_PROBLEM STATEMENT_: Beginning with the line where "In this exercise you will label every instance of the black" occurs, set down each line of the records through the final one, exactly and without additions.

== == ==

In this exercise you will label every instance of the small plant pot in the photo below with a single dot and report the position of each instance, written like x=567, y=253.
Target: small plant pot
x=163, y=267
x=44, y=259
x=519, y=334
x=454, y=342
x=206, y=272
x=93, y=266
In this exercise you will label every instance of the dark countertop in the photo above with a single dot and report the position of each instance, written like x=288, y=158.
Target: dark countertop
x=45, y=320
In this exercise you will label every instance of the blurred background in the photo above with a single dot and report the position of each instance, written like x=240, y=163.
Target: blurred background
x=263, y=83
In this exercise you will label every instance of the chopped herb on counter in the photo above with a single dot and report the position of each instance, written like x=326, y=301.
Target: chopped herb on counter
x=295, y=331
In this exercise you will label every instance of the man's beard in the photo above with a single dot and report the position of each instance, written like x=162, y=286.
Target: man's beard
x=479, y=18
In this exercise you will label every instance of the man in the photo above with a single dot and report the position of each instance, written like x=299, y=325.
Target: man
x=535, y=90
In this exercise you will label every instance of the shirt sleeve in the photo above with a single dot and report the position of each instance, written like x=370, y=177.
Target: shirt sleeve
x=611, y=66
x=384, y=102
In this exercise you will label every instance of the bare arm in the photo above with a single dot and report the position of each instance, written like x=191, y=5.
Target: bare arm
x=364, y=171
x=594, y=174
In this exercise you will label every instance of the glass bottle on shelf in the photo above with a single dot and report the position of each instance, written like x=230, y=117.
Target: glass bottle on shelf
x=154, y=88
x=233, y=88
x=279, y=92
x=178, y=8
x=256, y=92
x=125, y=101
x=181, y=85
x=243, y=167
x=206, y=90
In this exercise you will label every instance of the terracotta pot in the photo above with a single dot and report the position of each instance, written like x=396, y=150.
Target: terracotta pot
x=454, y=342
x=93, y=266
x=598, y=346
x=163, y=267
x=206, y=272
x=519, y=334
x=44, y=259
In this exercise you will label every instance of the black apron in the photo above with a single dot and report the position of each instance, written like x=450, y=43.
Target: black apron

== == ==

_TASK RESPONSE_:
In this exercise you will label every instance of the black apron in the photo above with a single dot and report the position of each instance, written like x=450, y=43.
Target: black apron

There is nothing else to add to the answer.